What you will do: Rewrite the listing from the line "Target: dark wasp body" through its final line, swapping each "wasp" for "hornet" and leaving everything else unchanged.

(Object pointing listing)

▼

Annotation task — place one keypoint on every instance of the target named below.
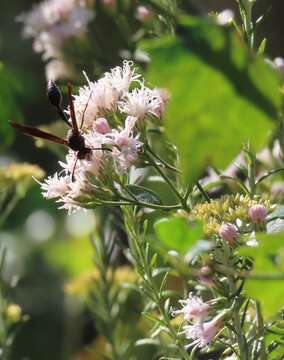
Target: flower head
(228, 232)
(202, 333)
(126, 144)
(193, 308)
(140, 102)
(55, 186)
(258, 214)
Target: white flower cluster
(109, 120)
(50, 23)
(201, 332)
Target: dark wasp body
(74, 140)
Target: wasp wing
(33, 131)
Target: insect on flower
(74, 140)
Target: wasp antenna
(72, 110)
(55, 98)
(54, 94)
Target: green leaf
(145, 195)
(268, 262)
(8, 105)
(221, 94)
(177, 234)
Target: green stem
(162, 161)
(246, 14)
(139, 253)
(203, 192)
(168, 181)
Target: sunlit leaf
(218, 100)
(268, 257)
(177, 234)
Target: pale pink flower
(126, 146)
(140, 102)
(228, 232)
(205, 276)
(225, 17)
(258, 213)
(144, 14)
(57, 69)
(110, 3)
(95, 99)
(69, 204)
(55, 186)
(163, 96)
(121, 77)
(202, 333)
(52, 21)
(101, 126)
(71, 159)
(193, 308)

▲

Exercise solution:
Target: dark hornet body
(74, 140)
Target: hornet wing
(33, 131)
Target: insect on flower
(74, 140)
Target: hornet antenna
(72, 110)
(55, 98)
(54, 94)
Target: green leaf
(145, 195)
(268, 262)
(8, 105)
(221, 94)
(177, 234)
Target: green stem
(162, 161)
(246, 14)
(139, 253)
(203, 192)
(168, 181)
Target: sunlit leaf
(218, 100)
(268, 257)
(177, 234)
Target: pale pink flower
(126, 146)
(140, 102)
(228, 232)
(205, 276)
(225, 17)
(258, 213)
(144, 14)
(57, 69)
(110, 3)
(95, 99)
(69, 204)
(55, 186)
(163, 96)
(121, 77)
(202, 333)
(52, 21)
(101, 126)
(71, 159)
(193, 308)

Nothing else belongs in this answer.